Jungle De Ikou

In recent articles on Anime News Network in the fall of 2010, there's been a realization that fan service is a big problem in modern anime. It's not just the mindless shots of cleavage and panties and assorted anatomy; it's the mindset that anime is puerile entertainment made for off-kilter fans whose only interest is either in T&A or the latest moe or tsundere heroine. Admittedly, the latest couple of seasons of anime haven't given us long-time fans much to rejoice about, what with so many shows pandering to prurient interests...but the "fan service" discussion has been going on for a few decades.

There's a difference, however, between peekaboo moments of adults and the flashing of characters who haven't yet made it through grade school. That's my core problem with Jungle De Ikou, a 1997 3-part OVA series that centers around a ten-year-old girl. It's proof that this sort of crap has been going on in the anime world for quite some time. Even in the name of comedy, there's never a reason I need to see a prepubescent's underwear...certainly not multiple times in just a few minutes.

• _TASKS TO CARRY OUT_:
A. Repeat the review of Jungle De Ikou in full, word for word.
B. Render the entries from the line containing "class=white van" through the final line of the entries, inclusive, as a Markdown table with columns Number and Entry line, skipping blank lines.
The review and the entries have no connection to each other.

• _GIVEN DATA_:
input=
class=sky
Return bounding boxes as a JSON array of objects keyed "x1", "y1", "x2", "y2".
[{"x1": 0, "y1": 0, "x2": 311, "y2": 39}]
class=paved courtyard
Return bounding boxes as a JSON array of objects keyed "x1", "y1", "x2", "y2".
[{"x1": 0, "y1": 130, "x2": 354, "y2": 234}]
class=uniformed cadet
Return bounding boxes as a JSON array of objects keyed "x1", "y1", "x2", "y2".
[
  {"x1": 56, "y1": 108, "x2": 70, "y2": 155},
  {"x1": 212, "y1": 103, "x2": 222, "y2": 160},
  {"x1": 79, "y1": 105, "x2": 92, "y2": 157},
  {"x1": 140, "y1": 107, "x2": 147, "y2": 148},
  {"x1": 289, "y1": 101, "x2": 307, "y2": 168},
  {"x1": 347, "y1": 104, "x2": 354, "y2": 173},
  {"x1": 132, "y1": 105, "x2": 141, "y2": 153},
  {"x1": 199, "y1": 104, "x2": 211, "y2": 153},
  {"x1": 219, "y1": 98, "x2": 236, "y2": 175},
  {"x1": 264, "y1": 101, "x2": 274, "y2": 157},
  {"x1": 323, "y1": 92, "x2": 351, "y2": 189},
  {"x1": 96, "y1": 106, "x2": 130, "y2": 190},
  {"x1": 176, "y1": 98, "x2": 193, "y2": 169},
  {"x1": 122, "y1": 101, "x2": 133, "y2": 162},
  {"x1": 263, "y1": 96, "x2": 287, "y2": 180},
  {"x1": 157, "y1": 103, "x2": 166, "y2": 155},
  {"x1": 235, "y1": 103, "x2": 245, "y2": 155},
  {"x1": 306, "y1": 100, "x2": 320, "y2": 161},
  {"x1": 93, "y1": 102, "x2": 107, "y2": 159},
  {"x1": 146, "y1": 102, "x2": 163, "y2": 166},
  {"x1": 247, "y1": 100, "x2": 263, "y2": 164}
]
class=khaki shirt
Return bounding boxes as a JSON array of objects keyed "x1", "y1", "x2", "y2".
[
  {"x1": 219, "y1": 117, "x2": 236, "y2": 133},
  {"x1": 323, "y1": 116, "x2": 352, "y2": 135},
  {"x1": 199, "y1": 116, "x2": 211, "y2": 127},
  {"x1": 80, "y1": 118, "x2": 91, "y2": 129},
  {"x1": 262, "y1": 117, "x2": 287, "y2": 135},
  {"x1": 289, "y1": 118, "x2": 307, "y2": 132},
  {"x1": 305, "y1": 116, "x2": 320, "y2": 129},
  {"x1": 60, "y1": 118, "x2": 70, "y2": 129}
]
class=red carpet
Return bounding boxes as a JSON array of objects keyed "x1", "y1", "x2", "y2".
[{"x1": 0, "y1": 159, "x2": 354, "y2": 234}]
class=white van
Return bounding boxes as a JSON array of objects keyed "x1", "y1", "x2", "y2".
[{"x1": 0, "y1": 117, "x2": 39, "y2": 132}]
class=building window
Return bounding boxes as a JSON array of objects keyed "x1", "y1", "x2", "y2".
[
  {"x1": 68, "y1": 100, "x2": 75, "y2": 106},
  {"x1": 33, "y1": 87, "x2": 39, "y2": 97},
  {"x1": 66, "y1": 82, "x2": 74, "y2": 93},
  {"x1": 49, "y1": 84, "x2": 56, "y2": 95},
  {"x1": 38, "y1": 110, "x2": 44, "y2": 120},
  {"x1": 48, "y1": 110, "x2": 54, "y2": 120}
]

• _COMPLETED EXERCISE_:
A.
Jungle De Ikou

In recent articles on Anime News Network in the fall of 2010, there's been a realization that fan service is a big problem in modern anime. It's not just the mindless shots of cleavage and panties and assorted anatomy; it's the mindset that anime is puerile entertainment made for off-kilter fans whose only interest is either in T&A or the latest moe or tsundere heroine. Admittedly, the latest couple of seasons of anime haven't given us long-time fans much to rejoice about, what with so many shows pandering to prurient interests...but the "fan service" discussion has been going on for a few decades.

There's a difference, however, between peekaboo moments of adults and the flashing of characters who haven't yet made it through grade school. That's my core problem with Jungle De Ikou, a 1997 3-part OVA series that centers around a ten-year-old girl. It's proof that this sort of crap has been going on in the anime world for quite some time. Even in the name of comedy, there's never a reason I need to see a prepubescent's underwear...certainly not multiple times in just a few minutes.

B.
| Number | Entry line |
|---|---|
| 1 | class=white van |
| 2 | Return bounding boxes as a JSON array of objects keyed "x1", "y1", "x2", "y2". |
| 3 | [{"x1": 0, "y1": 117, "x2": 39, "y2": 132}] |
| 4 | class=building window |
| 5 | Return bounding boxes as a JSON array of objects keyed "x1", "y1", "x2", "y2". |
| 6 | [ |
| 7 |   {"x1": 68, "y1": 100, "x2": 75, "y2": 106}, |
| 8 |   {"x1": 33, "y1": 87, "x2": 39, "y2": 97}, |
| 9 |   {"x1": 66, "y1": 82, "x2": 74, "y2": 93}, |
| 10 |   {"x1": 49, "y1": 84, "x2": 56, "y2": 95}, |
| 11 |   {"x1": 38, "y1": 110, "x2": 44, "y2": 120}, |
| 12 |   {"x1": 48, "y1": 110, "x2": 54, "y2": 120} |
| 13 | ] |